:: WHAT TO PRODUCE ::
Could you set down every record exactly as it appears?

:: DATASET EXTRACT ::

* * * * *

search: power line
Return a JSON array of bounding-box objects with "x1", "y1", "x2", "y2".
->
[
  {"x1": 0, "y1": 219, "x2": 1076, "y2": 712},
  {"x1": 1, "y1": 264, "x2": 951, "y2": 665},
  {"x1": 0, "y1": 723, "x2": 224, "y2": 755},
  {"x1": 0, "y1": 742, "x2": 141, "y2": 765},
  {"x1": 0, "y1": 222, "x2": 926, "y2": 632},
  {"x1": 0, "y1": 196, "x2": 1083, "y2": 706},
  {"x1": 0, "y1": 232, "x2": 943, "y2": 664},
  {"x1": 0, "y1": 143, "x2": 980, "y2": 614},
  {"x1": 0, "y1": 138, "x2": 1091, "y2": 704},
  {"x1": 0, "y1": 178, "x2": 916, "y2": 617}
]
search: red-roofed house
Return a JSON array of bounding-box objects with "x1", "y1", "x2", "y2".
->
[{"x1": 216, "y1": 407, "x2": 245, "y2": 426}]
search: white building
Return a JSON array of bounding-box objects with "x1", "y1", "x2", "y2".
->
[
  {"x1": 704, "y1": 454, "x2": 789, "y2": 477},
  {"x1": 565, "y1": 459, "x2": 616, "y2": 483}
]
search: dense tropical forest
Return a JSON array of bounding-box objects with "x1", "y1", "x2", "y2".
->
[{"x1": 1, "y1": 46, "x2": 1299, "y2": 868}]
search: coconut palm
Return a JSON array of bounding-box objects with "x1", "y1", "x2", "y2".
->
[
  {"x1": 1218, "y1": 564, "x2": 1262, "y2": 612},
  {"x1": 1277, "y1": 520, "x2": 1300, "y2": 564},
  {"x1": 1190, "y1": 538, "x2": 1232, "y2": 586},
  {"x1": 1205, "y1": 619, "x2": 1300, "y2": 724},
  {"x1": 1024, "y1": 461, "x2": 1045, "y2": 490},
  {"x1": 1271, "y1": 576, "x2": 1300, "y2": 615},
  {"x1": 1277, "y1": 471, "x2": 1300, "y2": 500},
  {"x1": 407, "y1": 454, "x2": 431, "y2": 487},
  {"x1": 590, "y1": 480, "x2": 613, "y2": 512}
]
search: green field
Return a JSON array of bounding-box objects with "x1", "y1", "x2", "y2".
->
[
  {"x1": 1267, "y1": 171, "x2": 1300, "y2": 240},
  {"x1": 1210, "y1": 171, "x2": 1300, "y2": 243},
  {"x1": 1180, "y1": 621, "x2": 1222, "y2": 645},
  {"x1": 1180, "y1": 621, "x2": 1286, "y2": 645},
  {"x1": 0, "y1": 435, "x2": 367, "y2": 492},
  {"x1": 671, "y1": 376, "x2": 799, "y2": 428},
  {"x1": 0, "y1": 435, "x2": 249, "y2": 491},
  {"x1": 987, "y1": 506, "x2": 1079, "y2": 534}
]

* * * * *

:: EXERCISE OUTPUT ::
search: power line
Return a JSON array of bounding-box objects with "x1", "y1", "x2", "y2".
->
[
  {"x1": 0, "y1": 219, "x2": 1076, "y2": 712},
  {"x1": 1, "y1": 264, "x2": 951, "y2": 665},
  {"x1": 0, "y1": 723, "x2": 224, "y2": 755},
  {"x1": 0, "y1": 742, "x2": 141, "y2": 765},
  {"x1": 0, "y1": 222, "x2": 926, "y2": 632},
  {"x1": 0, "y1": 196, "x2": 1083, "y2": 706},
  {"x1": 0, "y1": 232, "x2": 943, "y2": 664},
  {"x1": 0, "y1": 143, "x2": 980, "y2": 614},
  {"x1": 0, "y1": 138, "x2": 1091, "y2": 704},
  {"x1": 0, "y1": 178, "x2": 916, "y2": 617}
]
search: red-roofed house
Return a JSON array of bounding-box objects with "x1", "y1", "x2", "y2".
->
[{"x1": 216, "y1": 407, "x2": 245, "y2": 426}]
search: white building
Return a JSON array of bounding-box objects with "x1", "y1", "x2", "y2".
->
[
  {"x1": 704, "y1": 454, "x2": 789, "y2": 477},
  {"x1": 565, "y1": 459, "x2": 616, "y2": 483}
]
search: dense tropical forest
Return a JSON array of bounding-box objects with "x1", "y1", "x2", "y2".
->
[{"x1": 1, "y1": 46, "x2": 1299, "y2": 868}]
search: coconut palm
Return a JSON array of bounding-box objects with "x1", "y1", "x2", "y2".
->
[
  {"x1": 1218, "y1": 564, "x2": 1262, "y2": 612},
  {"x1": 1277, "y1": 520, "x2": 1300, "y2": 564},
  {"x1": 1190, "y1": 538, "x2": 1232, "y2": 586},
  {"x1": 1205, "y1": 619, "x2": 1300, "y2": 724},
  {"x1": 1024, "y1": 461, "x2": 1045, "y2": 490},
  {"x1": 1271, "y1": 576, "x2": 1300, "y2": 615},
  {"x1": 1277, "y1": 471, "x2": 1300, "y2": 500},
  {"x1": 407, "y1": 454, "x2": 431, "y2": 487},
  {"x1": 590, "y1": 480, "x2": 613, "y2": 512}
]
search: green field
Return a JSON array of bounding-box objects with "x1", "y1", "x2", "y2".
->
[
  {"x1": 1267, "y1": 171, "x2": 1300, "y2": 240},
  {"x1": 1210, "y1": 171, "x2": 1300, "y2": 243},
  {"x1": 1180, "y1": 621, "x2": 1222, "y2": 645},
  {"x1": 1180, "y1": 621, "x2": 1286, "y2": 645},
  {"x1": 0, "y1": 435, "x2": 367, "y2": 492},
  {"x1": 671, "y1": 376, "x2": 799, "y2": 428},
  {"x1": 0, "y1": 435, "x2": 249, "y2": 491},
  {"x1": 987, "y1": 506, "x2": 1079, "y2": 534}
]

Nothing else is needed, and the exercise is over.